--- GIVEN INSTRUCTION ---
Copy out the material between the line containing "Inventory check — is any ocean included" and the line containing "83, 71, 154]]", inclusive, with nothing else.

--- RAW RECORDS ---
************

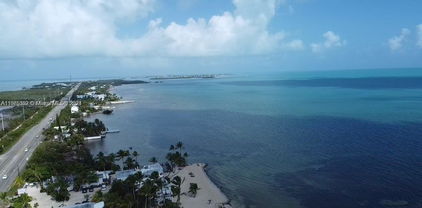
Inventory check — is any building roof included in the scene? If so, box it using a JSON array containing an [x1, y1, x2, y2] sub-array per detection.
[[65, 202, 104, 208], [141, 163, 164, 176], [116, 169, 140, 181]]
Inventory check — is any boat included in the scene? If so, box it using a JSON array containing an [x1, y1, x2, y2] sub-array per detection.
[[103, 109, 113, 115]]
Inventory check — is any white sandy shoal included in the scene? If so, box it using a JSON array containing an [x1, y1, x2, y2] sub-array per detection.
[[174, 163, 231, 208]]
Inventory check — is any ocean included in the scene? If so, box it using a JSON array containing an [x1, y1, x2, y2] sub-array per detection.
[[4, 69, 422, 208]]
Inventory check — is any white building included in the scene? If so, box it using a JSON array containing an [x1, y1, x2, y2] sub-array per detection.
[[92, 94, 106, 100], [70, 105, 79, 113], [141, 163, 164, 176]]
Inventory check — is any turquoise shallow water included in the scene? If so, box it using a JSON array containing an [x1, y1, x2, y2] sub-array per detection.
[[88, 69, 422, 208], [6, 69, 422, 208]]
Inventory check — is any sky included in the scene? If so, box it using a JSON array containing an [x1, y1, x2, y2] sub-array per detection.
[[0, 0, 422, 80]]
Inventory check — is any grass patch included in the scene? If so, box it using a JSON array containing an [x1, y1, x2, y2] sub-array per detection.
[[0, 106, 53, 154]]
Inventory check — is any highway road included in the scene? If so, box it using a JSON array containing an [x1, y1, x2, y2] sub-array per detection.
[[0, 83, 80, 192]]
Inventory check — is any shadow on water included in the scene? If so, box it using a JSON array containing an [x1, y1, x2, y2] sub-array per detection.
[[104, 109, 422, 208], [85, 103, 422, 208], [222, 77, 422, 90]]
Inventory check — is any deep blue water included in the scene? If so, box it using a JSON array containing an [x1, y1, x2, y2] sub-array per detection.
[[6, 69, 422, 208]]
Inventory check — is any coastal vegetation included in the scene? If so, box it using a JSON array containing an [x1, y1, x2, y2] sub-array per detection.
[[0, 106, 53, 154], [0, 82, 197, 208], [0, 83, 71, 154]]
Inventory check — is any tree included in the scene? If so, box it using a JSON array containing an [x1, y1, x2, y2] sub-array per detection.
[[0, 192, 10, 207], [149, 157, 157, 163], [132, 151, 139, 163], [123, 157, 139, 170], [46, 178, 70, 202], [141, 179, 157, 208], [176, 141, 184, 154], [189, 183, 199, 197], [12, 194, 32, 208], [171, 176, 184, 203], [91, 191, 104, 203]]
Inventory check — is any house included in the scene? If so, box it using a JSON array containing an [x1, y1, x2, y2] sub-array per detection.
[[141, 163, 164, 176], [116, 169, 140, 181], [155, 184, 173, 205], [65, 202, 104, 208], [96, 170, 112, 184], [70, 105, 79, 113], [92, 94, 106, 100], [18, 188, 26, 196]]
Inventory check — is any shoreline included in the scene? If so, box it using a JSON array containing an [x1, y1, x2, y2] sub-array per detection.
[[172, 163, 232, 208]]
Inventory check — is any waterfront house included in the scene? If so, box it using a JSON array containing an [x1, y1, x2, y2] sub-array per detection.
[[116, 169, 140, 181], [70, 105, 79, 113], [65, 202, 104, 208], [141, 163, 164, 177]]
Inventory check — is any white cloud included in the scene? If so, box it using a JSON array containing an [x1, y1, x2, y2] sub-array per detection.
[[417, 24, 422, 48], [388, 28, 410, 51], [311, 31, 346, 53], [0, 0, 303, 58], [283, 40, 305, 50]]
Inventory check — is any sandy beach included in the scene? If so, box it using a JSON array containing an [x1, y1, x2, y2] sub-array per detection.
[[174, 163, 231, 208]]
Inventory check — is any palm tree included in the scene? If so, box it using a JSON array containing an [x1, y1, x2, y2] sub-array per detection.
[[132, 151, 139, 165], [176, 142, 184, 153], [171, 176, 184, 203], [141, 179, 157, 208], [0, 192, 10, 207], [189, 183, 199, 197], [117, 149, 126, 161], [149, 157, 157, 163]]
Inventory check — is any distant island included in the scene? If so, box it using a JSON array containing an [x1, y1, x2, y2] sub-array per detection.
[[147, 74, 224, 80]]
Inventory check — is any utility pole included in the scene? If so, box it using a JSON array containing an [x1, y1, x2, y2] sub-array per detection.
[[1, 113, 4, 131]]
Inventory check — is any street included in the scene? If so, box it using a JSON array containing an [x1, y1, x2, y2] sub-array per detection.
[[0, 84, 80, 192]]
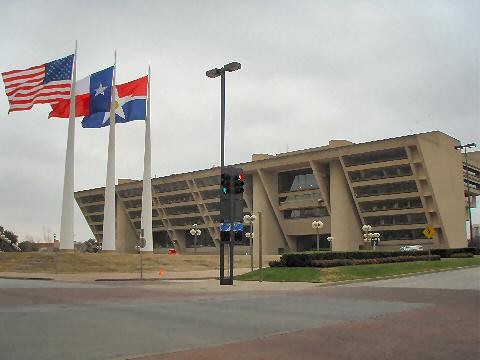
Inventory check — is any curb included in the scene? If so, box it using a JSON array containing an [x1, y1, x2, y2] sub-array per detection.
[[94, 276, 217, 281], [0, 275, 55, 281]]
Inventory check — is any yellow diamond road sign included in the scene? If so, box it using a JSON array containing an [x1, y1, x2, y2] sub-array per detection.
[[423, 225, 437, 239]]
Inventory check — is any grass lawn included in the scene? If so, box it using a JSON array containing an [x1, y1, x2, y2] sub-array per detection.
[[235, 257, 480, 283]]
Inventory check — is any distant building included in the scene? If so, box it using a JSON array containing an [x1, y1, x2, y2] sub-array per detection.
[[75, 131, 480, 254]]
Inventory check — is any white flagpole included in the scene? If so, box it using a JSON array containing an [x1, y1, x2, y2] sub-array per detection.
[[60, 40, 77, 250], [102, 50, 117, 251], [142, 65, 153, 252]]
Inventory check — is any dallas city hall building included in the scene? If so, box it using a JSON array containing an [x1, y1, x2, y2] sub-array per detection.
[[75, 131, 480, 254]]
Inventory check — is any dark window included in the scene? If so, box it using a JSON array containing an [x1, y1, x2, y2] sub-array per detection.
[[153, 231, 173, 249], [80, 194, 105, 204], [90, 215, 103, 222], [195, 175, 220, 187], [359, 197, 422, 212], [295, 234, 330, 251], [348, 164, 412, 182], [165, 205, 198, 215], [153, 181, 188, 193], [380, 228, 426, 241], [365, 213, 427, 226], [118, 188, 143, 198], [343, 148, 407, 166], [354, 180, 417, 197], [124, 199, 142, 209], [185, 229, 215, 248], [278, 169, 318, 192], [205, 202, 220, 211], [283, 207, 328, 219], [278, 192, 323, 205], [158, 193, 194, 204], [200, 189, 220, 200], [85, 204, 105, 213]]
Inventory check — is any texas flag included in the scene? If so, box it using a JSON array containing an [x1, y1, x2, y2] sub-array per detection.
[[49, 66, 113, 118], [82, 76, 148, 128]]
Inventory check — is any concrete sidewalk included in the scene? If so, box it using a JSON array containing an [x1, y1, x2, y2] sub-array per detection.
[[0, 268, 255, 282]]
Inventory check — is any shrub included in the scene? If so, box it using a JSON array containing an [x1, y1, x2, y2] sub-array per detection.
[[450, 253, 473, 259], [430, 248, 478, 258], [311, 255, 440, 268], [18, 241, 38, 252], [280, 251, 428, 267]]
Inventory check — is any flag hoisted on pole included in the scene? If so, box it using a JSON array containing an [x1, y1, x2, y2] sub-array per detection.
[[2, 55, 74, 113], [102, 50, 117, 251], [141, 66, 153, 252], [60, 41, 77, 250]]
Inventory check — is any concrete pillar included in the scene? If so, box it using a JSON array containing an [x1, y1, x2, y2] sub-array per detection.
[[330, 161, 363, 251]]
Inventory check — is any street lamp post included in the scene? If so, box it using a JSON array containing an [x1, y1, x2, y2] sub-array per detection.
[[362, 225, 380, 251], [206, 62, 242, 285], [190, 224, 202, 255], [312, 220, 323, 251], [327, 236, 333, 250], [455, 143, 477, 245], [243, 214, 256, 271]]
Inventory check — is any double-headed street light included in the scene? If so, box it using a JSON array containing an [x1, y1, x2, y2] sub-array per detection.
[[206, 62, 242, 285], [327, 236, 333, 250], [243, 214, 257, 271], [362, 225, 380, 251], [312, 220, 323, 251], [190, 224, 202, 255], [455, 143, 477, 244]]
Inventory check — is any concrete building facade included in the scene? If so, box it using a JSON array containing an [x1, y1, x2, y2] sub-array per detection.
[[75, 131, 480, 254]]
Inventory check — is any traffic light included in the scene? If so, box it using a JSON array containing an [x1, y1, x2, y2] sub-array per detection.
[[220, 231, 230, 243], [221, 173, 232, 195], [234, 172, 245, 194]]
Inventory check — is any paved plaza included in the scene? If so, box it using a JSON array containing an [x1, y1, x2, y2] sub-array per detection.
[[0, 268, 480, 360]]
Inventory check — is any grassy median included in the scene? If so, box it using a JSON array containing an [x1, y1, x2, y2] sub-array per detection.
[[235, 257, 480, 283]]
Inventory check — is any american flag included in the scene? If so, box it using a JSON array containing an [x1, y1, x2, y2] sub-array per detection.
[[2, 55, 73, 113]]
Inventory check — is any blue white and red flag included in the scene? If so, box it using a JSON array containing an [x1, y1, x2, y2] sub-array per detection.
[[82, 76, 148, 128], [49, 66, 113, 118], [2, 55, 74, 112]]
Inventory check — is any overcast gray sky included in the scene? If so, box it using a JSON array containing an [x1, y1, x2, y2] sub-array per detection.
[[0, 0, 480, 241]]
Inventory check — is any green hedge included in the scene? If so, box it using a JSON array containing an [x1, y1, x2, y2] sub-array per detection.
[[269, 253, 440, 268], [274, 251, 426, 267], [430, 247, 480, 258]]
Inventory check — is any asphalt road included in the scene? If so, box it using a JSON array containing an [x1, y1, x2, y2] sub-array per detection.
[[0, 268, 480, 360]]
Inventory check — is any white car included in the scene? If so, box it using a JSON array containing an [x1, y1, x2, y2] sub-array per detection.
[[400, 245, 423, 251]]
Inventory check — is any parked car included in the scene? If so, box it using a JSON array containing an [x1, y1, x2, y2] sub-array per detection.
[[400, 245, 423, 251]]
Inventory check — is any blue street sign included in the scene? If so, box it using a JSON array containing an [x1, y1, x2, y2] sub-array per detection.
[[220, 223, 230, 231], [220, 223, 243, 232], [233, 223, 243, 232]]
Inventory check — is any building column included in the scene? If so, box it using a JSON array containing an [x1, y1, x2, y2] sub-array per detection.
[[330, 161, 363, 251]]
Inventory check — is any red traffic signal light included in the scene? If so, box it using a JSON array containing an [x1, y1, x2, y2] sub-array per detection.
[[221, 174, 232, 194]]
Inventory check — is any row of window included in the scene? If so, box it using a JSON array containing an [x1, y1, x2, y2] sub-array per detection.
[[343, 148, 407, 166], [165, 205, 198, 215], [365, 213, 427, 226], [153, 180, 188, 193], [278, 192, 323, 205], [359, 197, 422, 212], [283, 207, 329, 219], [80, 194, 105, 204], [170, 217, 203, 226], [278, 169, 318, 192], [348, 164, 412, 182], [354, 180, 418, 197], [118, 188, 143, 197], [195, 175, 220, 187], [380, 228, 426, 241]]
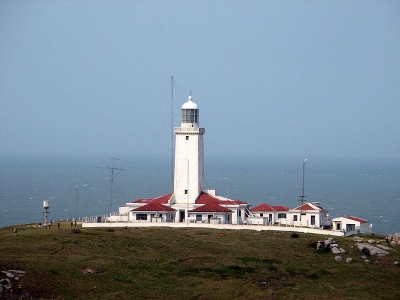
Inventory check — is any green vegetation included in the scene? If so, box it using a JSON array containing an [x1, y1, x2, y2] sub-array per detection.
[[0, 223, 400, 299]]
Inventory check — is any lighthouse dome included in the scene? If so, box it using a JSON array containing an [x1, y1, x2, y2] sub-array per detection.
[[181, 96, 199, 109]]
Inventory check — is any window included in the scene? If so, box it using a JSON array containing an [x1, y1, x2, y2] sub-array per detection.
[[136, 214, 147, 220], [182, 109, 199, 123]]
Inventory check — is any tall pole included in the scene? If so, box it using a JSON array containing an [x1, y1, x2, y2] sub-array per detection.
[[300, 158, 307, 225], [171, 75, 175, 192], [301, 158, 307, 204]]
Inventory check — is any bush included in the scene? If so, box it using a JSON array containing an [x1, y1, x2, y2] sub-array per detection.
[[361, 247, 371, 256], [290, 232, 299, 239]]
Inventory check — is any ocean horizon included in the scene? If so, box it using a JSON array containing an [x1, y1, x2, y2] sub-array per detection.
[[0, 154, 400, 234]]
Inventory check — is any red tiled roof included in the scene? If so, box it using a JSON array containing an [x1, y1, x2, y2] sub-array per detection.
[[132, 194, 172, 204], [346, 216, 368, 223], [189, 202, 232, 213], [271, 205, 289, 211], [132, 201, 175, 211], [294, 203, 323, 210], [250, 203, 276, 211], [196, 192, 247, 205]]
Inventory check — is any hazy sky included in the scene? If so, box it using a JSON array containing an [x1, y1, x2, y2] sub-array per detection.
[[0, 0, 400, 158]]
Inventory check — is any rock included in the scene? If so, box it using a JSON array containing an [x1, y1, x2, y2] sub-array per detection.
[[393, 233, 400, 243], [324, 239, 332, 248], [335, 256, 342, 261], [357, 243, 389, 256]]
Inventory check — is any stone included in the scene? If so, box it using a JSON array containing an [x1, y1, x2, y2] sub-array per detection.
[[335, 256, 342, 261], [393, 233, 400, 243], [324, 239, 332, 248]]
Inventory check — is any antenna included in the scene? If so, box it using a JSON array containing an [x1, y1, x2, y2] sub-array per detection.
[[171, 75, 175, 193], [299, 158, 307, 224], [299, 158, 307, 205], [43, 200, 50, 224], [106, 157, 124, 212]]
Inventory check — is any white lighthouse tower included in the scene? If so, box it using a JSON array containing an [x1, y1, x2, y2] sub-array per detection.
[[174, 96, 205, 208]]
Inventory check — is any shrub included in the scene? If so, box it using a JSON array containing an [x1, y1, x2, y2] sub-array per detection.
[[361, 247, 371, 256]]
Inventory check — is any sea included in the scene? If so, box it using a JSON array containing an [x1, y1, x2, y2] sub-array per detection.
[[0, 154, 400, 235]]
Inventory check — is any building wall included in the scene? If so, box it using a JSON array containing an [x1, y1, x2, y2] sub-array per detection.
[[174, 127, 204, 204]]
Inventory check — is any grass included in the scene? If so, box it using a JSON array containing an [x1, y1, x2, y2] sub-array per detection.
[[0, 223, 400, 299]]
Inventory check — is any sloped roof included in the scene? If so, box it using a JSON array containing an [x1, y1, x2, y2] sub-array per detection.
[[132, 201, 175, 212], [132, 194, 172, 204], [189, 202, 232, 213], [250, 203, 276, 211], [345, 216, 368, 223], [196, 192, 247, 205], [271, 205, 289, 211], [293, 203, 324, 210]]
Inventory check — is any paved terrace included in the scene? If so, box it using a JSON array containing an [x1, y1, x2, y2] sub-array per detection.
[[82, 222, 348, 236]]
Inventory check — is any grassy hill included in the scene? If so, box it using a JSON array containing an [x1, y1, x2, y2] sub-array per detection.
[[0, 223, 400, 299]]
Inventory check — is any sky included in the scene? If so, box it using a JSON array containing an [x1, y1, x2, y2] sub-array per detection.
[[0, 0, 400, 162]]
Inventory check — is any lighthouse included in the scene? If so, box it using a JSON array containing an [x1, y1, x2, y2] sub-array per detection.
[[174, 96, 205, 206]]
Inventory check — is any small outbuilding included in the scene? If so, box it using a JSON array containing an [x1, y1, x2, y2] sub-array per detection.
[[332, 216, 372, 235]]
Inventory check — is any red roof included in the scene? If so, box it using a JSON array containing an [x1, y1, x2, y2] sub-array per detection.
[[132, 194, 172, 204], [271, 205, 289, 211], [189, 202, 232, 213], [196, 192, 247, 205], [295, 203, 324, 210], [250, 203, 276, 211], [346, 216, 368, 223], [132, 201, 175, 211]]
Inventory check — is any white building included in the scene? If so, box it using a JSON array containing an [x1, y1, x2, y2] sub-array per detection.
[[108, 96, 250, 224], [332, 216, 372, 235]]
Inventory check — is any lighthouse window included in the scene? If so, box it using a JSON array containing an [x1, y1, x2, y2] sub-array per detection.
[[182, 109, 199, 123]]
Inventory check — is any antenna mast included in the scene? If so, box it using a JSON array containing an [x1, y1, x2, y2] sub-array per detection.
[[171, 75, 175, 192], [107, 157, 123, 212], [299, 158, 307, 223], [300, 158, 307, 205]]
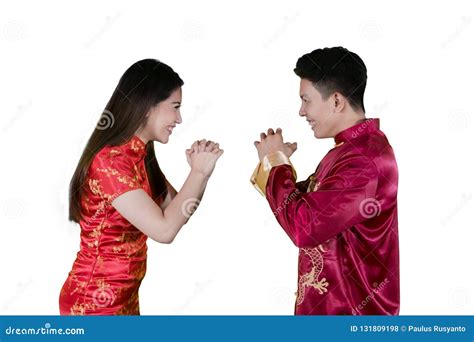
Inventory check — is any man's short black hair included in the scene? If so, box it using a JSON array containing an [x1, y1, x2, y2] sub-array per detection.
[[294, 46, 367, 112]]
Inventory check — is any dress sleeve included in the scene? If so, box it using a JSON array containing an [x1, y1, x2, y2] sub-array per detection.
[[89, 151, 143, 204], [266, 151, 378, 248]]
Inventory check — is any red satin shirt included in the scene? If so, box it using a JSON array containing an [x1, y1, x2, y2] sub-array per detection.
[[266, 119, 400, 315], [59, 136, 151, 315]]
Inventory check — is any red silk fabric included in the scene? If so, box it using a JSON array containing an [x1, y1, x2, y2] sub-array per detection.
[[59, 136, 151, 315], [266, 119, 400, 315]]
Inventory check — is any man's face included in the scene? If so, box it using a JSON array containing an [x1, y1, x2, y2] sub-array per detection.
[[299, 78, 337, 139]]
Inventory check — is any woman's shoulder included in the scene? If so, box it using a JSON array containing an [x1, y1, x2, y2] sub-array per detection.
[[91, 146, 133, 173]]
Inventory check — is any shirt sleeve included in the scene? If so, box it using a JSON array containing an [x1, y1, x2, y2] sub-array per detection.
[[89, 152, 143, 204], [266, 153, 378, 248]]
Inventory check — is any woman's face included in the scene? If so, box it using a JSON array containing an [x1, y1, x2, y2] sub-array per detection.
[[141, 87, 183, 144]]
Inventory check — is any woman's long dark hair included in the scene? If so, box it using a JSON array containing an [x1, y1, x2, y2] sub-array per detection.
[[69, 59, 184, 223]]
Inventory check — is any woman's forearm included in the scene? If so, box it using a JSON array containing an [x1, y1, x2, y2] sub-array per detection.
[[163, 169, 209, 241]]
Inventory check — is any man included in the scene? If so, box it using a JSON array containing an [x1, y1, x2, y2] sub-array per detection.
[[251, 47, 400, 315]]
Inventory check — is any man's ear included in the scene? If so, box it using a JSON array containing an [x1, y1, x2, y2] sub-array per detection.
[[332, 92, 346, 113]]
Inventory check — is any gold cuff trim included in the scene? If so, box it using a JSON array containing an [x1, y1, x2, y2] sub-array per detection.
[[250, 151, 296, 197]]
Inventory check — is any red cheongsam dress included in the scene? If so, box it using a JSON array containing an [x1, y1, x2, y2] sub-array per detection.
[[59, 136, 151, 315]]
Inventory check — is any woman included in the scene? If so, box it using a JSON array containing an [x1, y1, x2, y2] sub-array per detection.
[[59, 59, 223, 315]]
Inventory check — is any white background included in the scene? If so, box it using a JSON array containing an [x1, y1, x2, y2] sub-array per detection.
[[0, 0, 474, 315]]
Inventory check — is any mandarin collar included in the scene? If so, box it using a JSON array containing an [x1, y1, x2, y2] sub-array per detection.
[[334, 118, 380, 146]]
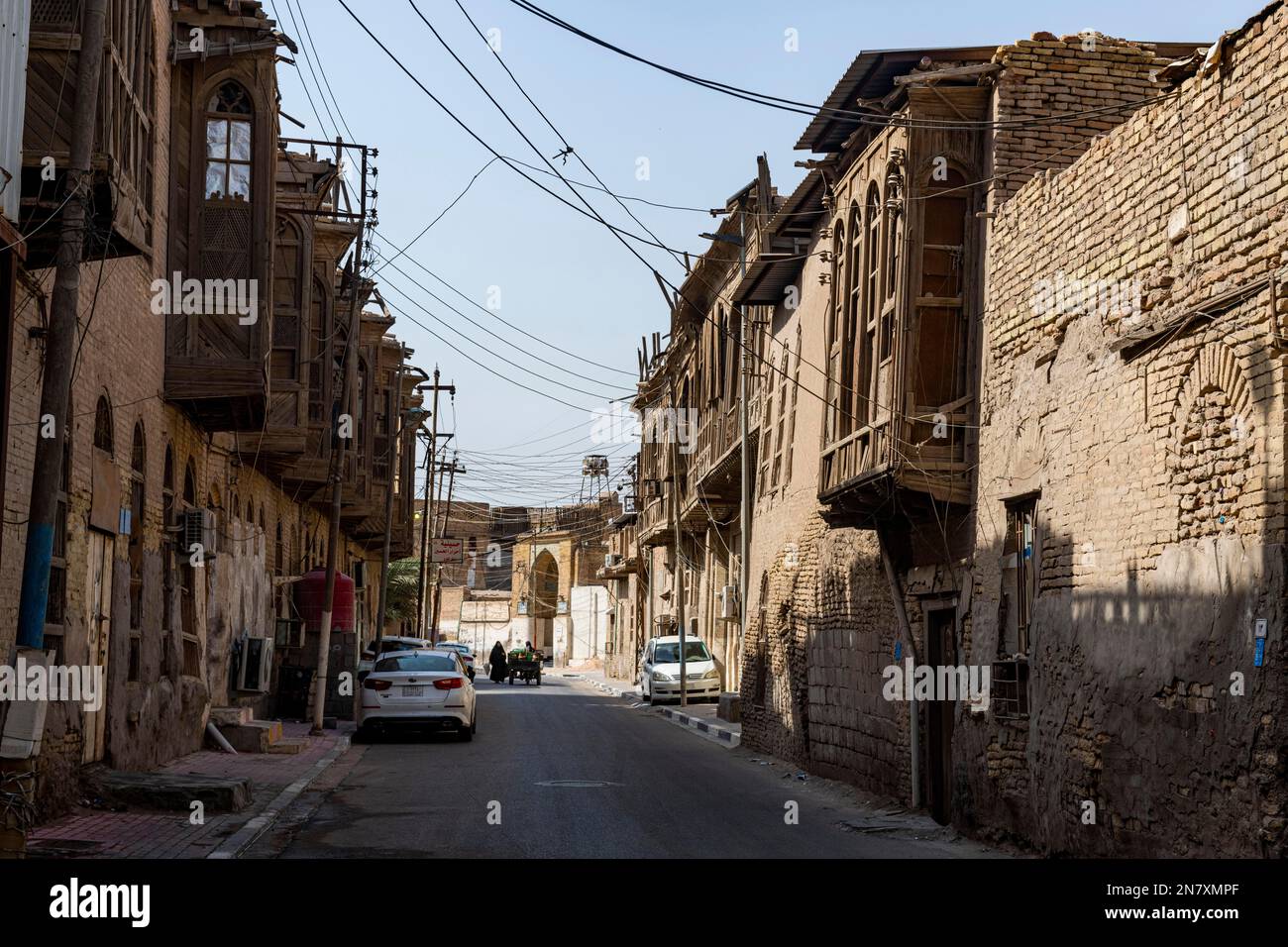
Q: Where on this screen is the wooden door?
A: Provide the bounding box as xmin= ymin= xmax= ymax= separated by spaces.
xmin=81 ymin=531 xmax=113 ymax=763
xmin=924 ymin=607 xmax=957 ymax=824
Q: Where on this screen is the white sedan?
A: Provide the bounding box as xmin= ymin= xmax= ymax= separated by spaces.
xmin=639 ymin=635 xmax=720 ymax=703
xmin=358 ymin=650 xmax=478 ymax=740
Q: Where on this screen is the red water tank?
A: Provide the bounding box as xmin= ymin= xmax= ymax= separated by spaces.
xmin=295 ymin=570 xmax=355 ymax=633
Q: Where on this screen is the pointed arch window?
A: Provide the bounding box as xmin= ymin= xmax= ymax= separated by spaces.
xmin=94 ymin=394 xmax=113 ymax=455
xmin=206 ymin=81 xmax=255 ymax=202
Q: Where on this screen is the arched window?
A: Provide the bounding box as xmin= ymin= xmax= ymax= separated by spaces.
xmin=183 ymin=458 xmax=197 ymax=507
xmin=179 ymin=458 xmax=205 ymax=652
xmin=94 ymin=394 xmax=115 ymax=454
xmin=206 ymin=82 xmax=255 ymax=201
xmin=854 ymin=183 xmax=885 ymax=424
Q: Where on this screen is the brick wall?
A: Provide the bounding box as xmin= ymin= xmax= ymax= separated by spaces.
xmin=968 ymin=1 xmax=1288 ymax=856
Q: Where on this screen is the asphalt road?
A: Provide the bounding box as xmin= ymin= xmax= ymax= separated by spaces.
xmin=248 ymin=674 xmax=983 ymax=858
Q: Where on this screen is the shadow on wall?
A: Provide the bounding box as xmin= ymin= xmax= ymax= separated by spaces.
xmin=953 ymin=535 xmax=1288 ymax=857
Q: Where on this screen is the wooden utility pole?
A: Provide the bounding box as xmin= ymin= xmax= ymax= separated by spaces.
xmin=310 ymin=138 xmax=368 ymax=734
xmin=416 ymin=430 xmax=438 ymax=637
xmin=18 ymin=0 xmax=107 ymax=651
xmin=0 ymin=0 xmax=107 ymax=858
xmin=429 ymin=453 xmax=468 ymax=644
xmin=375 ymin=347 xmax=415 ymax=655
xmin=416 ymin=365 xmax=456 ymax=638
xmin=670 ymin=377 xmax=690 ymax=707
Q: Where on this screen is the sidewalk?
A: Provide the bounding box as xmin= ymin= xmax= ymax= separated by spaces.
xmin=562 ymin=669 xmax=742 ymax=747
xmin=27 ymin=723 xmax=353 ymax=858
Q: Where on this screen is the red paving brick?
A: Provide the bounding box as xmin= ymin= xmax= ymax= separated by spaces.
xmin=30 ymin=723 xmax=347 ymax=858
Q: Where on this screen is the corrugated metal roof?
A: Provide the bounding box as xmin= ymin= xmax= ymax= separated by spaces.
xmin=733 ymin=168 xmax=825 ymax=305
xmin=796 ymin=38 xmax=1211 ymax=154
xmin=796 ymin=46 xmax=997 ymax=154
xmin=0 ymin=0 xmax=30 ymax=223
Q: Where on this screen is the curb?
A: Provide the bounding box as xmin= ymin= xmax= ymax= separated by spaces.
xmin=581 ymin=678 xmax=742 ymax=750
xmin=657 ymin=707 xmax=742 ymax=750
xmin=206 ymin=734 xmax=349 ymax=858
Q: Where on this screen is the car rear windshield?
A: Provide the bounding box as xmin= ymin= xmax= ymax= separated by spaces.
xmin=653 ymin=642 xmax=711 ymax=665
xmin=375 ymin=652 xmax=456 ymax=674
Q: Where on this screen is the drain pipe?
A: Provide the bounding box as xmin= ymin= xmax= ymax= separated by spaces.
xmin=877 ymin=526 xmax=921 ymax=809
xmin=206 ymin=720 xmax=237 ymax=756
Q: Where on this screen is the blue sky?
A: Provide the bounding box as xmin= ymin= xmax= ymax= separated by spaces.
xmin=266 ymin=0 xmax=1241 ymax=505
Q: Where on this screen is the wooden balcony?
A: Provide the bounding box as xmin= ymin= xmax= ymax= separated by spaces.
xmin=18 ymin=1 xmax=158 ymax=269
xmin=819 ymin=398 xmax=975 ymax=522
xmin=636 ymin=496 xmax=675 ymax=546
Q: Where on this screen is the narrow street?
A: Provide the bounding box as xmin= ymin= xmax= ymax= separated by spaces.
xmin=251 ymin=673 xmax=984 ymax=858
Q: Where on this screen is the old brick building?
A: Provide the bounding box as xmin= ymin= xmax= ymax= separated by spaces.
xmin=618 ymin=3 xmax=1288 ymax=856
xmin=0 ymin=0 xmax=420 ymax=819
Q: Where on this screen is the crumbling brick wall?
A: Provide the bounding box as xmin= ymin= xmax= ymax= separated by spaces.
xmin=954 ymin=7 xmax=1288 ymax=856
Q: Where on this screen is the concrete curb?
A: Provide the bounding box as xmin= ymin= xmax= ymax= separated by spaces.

************

--- SOLVED PROBLEM ---
Inventory check — is any ocean included in the scene? If so, box it using a JSON array containing an [x1, y1, x2, y2] sub-array per detection.
[[4, 69, 422, 208]]
Inventory check — is any white building included in the scene? If so, box it using a JSON array containing an [x1, y1, x2, y2] sub-array per detection.
[[92, 94, 106, 100], [70, 105, 79, 113], [141, 163, 164, 176]]
Inventory check — is any turquoise shallow water included in the scene? If so, box it using a JSON array containing an [x1, y1, x2, y2] sub-array per detection.
[[88, 69, 422, 208], [6, 69, 422, 208]]
Inventory check — is any sky included in the scene? If so, box it using a JSON array containing an [x1, y1, x2, y2] sub-array per detection.
[[0, 0, 422, 80]]
Inventory check — is any grass patch included in the scene? If so, box it using a JSON array containing an [x1, y1, x2, y2] sub-array per detection.
[[0, 106, 53, 154]]
Inventory check — is any highway road included in the scene? If so, box it using a JSON array containing an [x1, y1, x2, y2] sub-array per detection.
[[0, 83, 80, 192]]
Inventory check — is any shadow on water included in the scene? If so, box it using a JSON array containing an [x1, y1, x2, y2] sub-array per detection.
[[104, 109, 422, 208], [85, 103, 422, 208], [222, 77, 422, 90]]
Inventory check — is any deep blue water included in the scene? If so, box it using a JSON array containing an [x1, y1, x2, y2] sub-array per detection.
[[6, 69, 422, 208]]
Inventory check — is any coastal vegetation included in the scene? If so, box it using a JSON array containing an [x1, y1, x2, y2] sub-array per detection.
[[0, 106, 53, 154], [0, 82, 197, 208], [0, 83, 71, 154]]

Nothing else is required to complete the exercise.